• Task to complete:
In the listing below, locate the line containing "One point marks each instance of the blurred"; reproduce that line and all lines that follow it, unchanged.

** start **

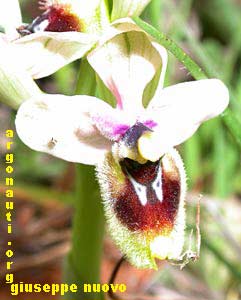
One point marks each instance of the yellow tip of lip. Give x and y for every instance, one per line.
x=147, y=147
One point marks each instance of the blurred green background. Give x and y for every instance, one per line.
x=210, y=32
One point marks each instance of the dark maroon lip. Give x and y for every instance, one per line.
x=131, y=136
x=58, y=18
x=155, y=216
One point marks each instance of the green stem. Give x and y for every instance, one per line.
x=83, y=262
x=231, y=266
x=231, y=122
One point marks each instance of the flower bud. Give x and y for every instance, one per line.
x=16, y=85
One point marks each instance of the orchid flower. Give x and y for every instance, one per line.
x=141, y=175
x=66, y=31
x=16, y=83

** end **

• Finished task:
One point marks each instance of the blurred green background. Give x and y for every instance, one per line.
x=210, y=32
One point marks each instance of the dark maroon lip. Give x and y for every instance, one per line.
x=131, y=136
x=58, y=18
x=155, y=216
One point marks each instance of the green stem. Give x and y for every instance, one per line.
x=83, y=262
x=231, y=266
x=231, y=122
One point marks each instance of the flower bud. Give x and y for every instance, one per line.
x=16, y=85
One point marks each instance of the orchid flower. Give x and y for every instance, one per line.
x=141, y=175
x=66, y=31
x=16, y=83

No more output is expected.